Problem to solve ▸ Copy all lines below exactly as written. Leave pictures out.

[Photo object pointing records]
============================================================
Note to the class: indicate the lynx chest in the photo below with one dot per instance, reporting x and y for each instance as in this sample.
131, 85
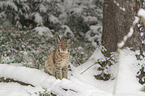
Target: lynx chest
63, 59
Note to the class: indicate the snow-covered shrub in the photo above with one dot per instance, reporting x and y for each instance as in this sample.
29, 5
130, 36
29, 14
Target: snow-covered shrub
24, 46
94, 35
69, 22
============================================================
Finished exercise ▸
Note to the class: indicate the lynx chest in the photo below with one dot per instance, reporting x and y for each instance as in this sample.
131, 85
Target: lynx chest
63, 59
Note to the class: indicate the snow-covered shrub in the photo above with one dot per instance, reporting x and y for each instance as in this sample.
29, 5
130, 36
29, 14
Target: snow-covered shrub
24, 46
94, 35
69, 22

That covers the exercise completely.